TASK DETAILS: Substitute "yellow junction box" for "yellow electrical box" in everything from the start of the rows down to the line containing "[[[483,139],[456,139],[454,170],[458,174],[480,176],[483,165]]]", and give those lines again with nothing else changed.

[Raw rows]

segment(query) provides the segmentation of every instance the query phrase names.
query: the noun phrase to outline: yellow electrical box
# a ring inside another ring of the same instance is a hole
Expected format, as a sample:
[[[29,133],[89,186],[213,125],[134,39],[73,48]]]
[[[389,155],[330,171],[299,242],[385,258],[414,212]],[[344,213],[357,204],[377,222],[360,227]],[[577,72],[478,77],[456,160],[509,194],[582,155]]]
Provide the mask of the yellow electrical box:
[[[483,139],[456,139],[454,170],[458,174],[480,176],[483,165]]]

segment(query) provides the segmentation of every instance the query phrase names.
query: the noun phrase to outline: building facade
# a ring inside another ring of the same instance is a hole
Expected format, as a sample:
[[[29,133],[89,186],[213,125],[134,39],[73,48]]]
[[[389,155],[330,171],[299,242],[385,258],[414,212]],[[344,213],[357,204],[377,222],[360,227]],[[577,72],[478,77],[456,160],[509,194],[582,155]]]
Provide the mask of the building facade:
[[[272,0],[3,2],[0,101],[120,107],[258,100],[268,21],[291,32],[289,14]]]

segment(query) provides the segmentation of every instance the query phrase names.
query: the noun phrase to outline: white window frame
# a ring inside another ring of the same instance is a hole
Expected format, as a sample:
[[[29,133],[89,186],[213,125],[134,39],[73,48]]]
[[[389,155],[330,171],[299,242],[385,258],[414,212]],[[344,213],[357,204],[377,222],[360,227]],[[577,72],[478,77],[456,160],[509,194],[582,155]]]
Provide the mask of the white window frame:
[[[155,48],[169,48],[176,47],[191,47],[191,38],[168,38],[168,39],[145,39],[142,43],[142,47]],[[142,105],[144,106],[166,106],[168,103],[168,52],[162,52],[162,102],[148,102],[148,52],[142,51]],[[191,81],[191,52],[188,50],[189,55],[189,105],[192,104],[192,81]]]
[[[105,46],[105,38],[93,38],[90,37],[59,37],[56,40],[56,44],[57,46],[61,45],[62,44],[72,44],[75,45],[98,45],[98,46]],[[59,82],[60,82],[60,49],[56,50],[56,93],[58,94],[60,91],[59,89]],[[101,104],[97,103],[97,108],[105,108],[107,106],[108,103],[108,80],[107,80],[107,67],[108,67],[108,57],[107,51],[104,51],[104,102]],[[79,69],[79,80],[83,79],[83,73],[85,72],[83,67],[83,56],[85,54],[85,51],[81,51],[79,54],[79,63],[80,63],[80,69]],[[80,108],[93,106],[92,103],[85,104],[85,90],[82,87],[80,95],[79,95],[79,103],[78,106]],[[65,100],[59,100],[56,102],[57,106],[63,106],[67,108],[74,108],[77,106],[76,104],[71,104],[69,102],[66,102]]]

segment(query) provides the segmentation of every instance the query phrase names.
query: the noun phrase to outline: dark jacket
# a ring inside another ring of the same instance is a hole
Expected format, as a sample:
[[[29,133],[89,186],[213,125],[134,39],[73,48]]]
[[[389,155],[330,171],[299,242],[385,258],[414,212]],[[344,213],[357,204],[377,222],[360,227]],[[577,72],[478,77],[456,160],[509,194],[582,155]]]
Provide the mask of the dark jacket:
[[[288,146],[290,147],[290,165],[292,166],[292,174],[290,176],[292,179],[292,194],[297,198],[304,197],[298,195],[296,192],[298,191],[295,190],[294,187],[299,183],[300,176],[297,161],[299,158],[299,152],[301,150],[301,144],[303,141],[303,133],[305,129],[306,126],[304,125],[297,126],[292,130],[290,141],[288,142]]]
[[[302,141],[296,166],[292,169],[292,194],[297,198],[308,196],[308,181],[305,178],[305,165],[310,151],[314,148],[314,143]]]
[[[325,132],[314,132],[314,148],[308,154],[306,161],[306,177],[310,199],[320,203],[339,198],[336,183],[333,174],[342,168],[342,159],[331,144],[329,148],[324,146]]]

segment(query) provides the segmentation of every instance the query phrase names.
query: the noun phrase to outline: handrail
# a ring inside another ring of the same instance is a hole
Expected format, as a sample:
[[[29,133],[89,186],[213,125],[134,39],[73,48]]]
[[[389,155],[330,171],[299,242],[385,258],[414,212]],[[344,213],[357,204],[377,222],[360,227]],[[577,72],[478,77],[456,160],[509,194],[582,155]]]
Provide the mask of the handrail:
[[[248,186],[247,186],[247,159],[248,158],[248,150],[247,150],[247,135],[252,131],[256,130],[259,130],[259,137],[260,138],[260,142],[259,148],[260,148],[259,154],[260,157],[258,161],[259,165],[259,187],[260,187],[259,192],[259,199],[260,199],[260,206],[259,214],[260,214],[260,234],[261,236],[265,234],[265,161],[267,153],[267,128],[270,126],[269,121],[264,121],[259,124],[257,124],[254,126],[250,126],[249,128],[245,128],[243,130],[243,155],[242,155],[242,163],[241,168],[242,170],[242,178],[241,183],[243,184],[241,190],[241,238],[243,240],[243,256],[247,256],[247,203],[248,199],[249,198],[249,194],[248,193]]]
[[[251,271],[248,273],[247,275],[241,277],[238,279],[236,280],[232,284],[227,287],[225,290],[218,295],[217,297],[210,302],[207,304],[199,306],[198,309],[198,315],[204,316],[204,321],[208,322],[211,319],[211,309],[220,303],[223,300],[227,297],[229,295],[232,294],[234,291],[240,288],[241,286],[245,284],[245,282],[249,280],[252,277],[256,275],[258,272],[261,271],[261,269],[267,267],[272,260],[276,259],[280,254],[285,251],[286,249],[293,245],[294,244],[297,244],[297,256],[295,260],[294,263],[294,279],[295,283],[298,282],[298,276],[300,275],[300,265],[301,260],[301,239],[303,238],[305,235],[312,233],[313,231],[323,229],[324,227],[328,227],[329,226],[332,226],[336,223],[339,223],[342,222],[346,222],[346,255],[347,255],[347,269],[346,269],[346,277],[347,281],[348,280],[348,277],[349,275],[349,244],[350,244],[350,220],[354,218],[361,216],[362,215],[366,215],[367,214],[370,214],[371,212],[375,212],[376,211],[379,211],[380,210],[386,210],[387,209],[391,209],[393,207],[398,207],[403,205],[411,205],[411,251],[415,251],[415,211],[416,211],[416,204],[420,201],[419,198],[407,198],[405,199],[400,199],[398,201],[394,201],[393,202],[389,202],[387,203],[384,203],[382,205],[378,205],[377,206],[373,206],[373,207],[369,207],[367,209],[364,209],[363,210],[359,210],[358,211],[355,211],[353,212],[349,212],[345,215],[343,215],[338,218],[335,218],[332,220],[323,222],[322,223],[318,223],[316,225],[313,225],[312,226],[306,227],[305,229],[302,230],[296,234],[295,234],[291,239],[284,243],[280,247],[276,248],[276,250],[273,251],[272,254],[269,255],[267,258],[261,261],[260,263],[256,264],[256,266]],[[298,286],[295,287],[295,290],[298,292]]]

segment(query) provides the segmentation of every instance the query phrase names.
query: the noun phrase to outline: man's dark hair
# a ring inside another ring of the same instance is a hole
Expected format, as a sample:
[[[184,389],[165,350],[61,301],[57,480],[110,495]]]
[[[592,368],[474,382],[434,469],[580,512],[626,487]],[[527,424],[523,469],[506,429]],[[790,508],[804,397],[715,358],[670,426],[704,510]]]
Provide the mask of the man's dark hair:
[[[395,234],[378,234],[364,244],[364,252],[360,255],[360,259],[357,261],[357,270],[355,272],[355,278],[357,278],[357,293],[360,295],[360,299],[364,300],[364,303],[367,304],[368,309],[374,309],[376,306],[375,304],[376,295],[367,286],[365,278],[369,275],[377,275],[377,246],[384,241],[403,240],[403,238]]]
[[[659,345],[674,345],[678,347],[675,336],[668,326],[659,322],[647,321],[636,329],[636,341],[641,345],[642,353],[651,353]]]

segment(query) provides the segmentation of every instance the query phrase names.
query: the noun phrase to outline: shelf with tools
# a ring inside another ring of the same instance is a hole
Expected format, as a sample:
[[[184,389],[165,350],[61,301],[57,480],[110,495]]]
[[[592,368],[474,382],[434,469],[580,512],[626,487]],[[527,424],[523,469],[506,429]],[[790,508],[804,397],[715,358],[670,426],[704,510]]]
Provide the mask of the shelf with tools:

RESPONSE:
segment(query) provides the segmentation of every instance the query phrase names.
query: the noun phrase to outline: yellow junction box
# a ring inside another ring of the same instance is a hole
Expected format, as a sample:
[[[29,133],[89,186],[213,125],[134,39],[73,48]]]
[[[389,155],[330,171],[299,242],[385,258],[414,212]],[[344,213],[357,204],[377,222],[360,227]],[[577,72],[478,77],[456,160],[509,194],[582,155]]]
Provide the mask of the yellow junction box:
[[[483,139],[456,139],[454,170],[458,174],[480,176],[483,165]]]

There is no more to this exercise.